■ DOCUMENT TEXT ■
When buying a new car in the US, you are given two prices on the vehicle as you browse: Manufacturers Suggested Retail Price (MSRP) and Market Adjusted Price (MAP).
Why? MSRP is required disclosure on all vehicles and is commonly called the “sticker price.” It used to be an anchor price that told buyers what they could expect to pay. Everyone also assumed there was a little wiggle room in that MSRP.
The breakdown in supply chain due to COVID and other issues has reduced the availability of automotive products. First there were chip shortages. Then there were shipping delays from Asia that effected Korean and Japanese cars coming in and also parts for those being assembled in North America. Then more shipping delays due to the COVID affected not going to work, reducing the labour force. The US has had more than a million deaths from the pandemic and despite their desire to ignore this, it has had a serious effect.
There was also a gap in purchasing as people locked down for COVID and didn’t purchase or use cars at the usual rate. As that wore down, orders for cars came rushing in. But the supply wasn’t there. Dealers who couldn’t open their doors also had stopped ordering extra vehicles.
That brought us to where showrooms are essentially empty. There is no inventory of new cars waiting. As a result, people wanting a replacement vehicle, turned to used cars, particularly those of very recent vintage. Consumers were faced with waiting a couple months for a vehicle or accepting one that was a year or two old. Prices started to creep upwards.

■ SUPPLIED ENTRIES ■
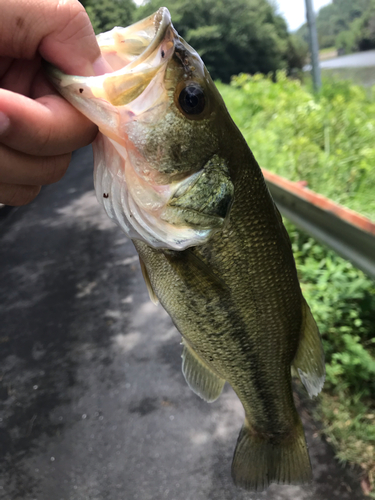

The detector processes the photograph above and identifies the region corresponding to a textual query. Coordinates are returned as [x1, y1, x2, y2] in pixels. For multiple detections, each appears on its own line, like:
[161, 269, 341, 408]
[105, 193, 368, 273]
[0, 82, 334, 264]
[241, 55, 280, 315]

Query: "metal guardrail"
[263, 169, 375, 279]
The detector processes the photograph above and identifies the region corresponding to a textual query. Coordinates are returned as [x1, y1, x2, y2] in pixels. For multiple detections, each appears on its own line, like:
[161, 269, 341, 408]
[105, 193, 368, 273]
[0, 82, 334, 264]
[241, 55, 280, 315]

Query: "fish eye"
[178, 83, 206, 115]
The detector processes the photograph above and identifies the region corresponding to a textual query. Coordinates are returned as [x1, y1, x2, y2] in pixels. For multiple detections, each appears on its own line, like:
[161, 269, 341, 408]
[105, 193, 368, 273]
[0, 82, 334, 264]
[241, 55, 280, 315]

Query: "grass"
[218, 74, 375, 498]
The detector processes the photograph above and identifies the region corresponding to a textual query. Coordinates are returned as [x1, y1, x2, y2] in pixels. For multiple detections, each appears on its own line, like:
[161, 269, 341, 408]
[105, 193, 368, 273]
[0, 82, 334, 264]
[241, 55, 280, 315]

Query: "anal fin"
[139, 256, 159, 305]
[182, 342, 225, 403]
[292, 298, 325, 398]
[232, 419, 312, 491]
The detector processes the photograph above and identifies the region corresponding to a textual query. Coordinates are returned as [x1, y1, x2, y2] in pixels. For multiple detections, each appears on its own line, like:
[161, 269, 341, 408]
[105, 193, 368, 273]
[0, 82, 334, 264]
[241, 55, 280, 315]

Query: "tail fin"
[232, 420, 312, 491]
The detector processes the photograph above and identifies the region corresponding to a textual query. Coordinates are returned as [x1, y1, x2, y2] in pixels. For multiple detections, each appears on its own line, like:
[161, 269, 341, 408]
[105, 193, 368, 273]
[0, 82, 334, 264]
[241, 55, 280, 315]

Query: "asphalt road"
[0, 148, 362, 500]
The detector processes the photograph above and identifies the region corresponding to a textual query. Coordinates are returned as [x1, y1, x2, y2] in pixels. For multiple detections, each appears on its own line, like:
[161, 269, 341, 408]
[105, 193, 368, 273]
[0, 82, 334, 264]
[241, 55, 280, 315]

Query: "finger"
[0, 57, 41, 96]
[0, 145, 71, 186]
[0, 0, 108, 76]
[0, 182, 41, 207]
[0, 89, 97, 156]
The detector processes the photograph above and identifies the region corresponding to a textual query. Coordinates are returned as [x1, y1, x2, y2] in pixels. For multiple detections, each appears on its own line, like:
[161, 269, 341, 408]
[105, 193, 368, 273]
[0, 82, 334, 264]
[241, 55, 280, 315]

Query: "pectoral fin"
[139, 256, 159, 305]
[292, 298, 325, 398]
[182, 342, 225, 403]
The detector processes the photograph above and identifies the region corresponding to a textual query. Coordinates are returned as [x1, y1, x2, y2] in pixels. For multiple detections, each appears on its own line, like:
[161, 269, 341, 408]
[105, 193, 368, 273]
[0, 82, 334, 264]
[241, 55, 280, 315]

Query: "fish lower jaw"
[93, 133, 217, 251]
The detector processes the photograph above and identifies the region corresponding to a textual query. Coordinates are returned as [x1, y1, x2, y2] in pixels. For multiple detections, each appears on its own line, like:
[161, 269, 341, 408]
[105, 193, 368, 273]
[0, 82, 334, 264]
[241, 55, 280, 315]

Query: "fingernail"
[0, 111, 10, 134]
[92, 56, 113, 76]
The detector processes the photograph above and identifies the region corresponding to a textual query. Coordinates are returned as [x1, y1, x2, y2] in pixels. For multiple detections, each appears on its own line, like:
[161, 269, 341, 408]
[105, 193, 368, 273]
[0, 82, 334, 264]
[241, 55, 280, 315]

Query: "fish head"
[47, 7, 234, 250]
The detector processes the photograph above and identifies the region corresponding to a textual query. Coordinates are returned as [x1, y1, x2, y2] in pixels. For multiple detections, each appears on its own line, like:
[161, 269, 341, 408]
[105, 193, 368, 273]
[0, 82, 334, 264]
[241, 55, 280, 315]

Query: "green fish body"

■ INSTRUCTIONS TO FOLLOW ■
Write out the passage about new-car prices word for word, beginning at the words "Why? MSRP is" and stopping after the words "a serious effect.". Rely only on the passage about new-car prices.

■ ANSWER SECTION ■
Why? MSRP is required disclosure on all vehicles and is commonly called the “sticker price.” It used to be an anchor price that told buyers what they could expect to pay. Everyone also assumed there was a little wiggle room in that MSRP.
The breakdown in supply chain due to COVID and other issues has reduced the availability of automotive products. First there were chip shortages. Then there were shipping delays from Asia that effected Korean and Japanese cars coming in and also parts for those being assembled in North America. Then more shipping delays due to the COVID affected not going to work, reducing the labour force. The US has had more than a million deaths from the pandemic and despite their desire to ignore this, it has had a serious effect.